··· Alıntı metin ···

HABER MERKEZİ - Türkiye’nin kimyasal silah kullanması birçok kentte protesto edilirken, Bakanlığın kimyasal kullanımını inkar eden açıklamaları hatırlatılarak, "Açıklamalar mutlak doğru olarak ele alınmamalı. Aksi takdirde uluslararası sözleşme ve 5564 sayılı kanunun bir önemi kalmayacaktır" denildi.
Türkiye’nin Federe Kurdistan Bölgesi Zap, Avaşîn ve Metina alanlarına yönelik kimyasal silah kullanması birçok kentte protesto edildi. Açıklamalarda kimyasal silahın kullanılmasını yasaklayan uluslararası sözleşmeler hatırlatılarak, "Çözüm inkar ve imha değil, çözüm müzakere" mesajı verildi.
AMED
Medeniyetler Beşiğinde Yakınlarını Kaybeden Ailelerle Yardımlaşma, Dayanışma, Birlik ve Kültür Derneği (MEBYA-DER) ve sivil toplum örgütleri, Rêzan ilçesine bağlı Dörtyol Kavşağı'ında açıklama yaptı. Polis açıklama öncesi bölgeyi abluka altına aldı. Eyleme, Halkların Demokratik Partisi (HDP) Amed İl Eşbaşkanları Gülistan Atasoy, Zeyyat Ceylan, Milletvekili Remziye Tosun ve dernek yöneticileri katıldı. Açıklamayı MEBYA-DER Eşbaşkanı Yüksel Almas okudu.

···

Yapılacaklar:
A. Şu ifadelerin her birinin alıntı metinle uyuşup uyuşmadığını evet ya da hayır diye belirtin ve kararınızı dayandırdığınız sözcükleri metinden birebir alıntılayın: (i) Amed'deki açıklamayı MEBYA-DER Eşbaşkanı Yüksel Almas okudu. (ii) Polis, açıklama bittikten sonra bölgeyi abluka altına aldı. (iii) Açıklamalarda müzakereye çağrı yapan bir mesaj verildi.
B. Kimyasal silah protestolarını anlatan alıntı metni, gösterilen son cümleden sonra devam ettirin.

··· Veriler ···

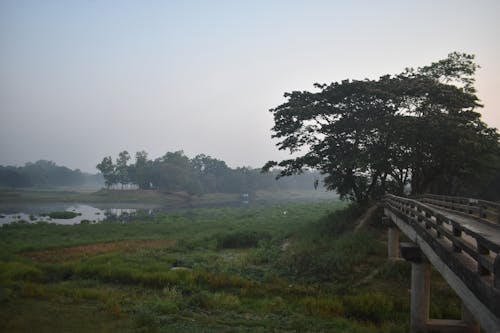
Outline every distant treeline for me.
[97,151,322,194]
[0,160,103,187]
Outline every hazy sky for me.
[0,0,500,172]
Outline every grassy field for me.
[0,188,336,207]
[0,202,460,333]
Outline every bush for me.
[300,295,344,318]
[217,231,271,249]
[344,293,394,323]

···

Yanıtlar:
A.
(i) Evet: "Açıklamayı MEBYA-DER Eşbaşkanı Yüksel Almas okudu."
(ii) Hayır: "Polis açıklama öncesi bölgeyi abluka altına aldı."
(iii) Evet: "Çözüm inkar ve imha değil, çözüm müzakere"

B.
'GÖRÜNTÜLER DESTEKLİYOR'
Türkiye’nin hem yurt içinde hem de yurt dışında yapmış olduğu askeri operasyonlarda kimyasal silah kullandığına ilişkin ciddi iddialar bulunduğunu belirten Almas, “Türkiye’nin Bölgesel Yönetimi’nin hakimiyet alanında yapmış olduğu askeri operasyonlarda kimyasal silah kullanıldığına ilişkin ciddi iddialar bulunmaktadır. Bu iddiaları destekleyen görüntüler de kamuoyu ile paylaşılmıştır. Türkiye uzun süredir bu iddialarla karşı karşıya kalmasına rağmen maalesef kamuoyunu tatmin edecek bir açıklama yapmadığı gibi bilimsel bir çalışma ile bu iddiaların aksini ortaya koyan bir rapor veya belge de sunmamıştır. Bu durum iddiaların gerçeklik durumunu güçlendirmektedir. Kimyasal silahların kullanılması sorunu dünyada en çok üzerinde tartışılan konuların başında gelmektedir” dedi. Almas, kimyasal silahların kullanılmasının yasaklanmasının ilk olarak 17 Haziran 1925’de, “boğucu, zehirli ve diğer gazlarla bakteriyolojik metodların savaşta kullanılmasının yasaklanması” na ilişkin protokolün Cenevre Protokolü olduğunu hatırlatarak, Türkiye’nin bu protokolü kabul ettiğini söyledi. Almas, “Cenevre protokolüne rağmen savaşlarda ve silahlı çatışmalarda kimyasal silahların kullanılması engellenememiştir. Bu konu uzun tartışmalardan sonra BM nezdinde 1993 yılında bir sözleşmeye kavuşmuştur. Kimyasal silahların geliştirilmesi, üretimi, stoklanması ve kullanımının yasaklanması sözleşmesi olarak adlandırılan bu sözleşmeyi, Türkiye 29 Nisan 1997 tarihinde yürürlüğe koymuştur. Türkiye bununla da yetinmemiş, 14 Aralık 2006 tarihli ve 5564 sayılı aynı isimle adlandırılan bir özel kanun kabul etmiştir. Bunun dışında Türk Ceza Kanunu’nda kimyasal madde silah olarak tanımlanmış ve bu silahla işlenen suçlar nitelikli suç olarak değerlendirilmiştir” diye konuştu.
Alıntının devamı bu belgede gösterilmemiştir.